╭─ Material to process
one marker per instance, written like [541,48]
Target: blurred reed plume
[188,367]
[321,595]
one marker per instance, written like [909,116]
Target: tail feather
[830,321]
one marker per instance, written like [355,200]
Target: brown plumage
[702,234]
╰─
_Exercise description_. Put every line of the rows above into a numbered list, leaving out any blank lines.

_Final result_.
1. one marker per instance, written like [541,48]
2. Target: blurred reed plume
3. [188,367]
4. [321,595]
5. one marker per instance, written like [909,116]
6. Target: tail feather
7. [830,321]
8. one marker per instance, written like [355,200]
9. Target: brown plumage
10. [702,234]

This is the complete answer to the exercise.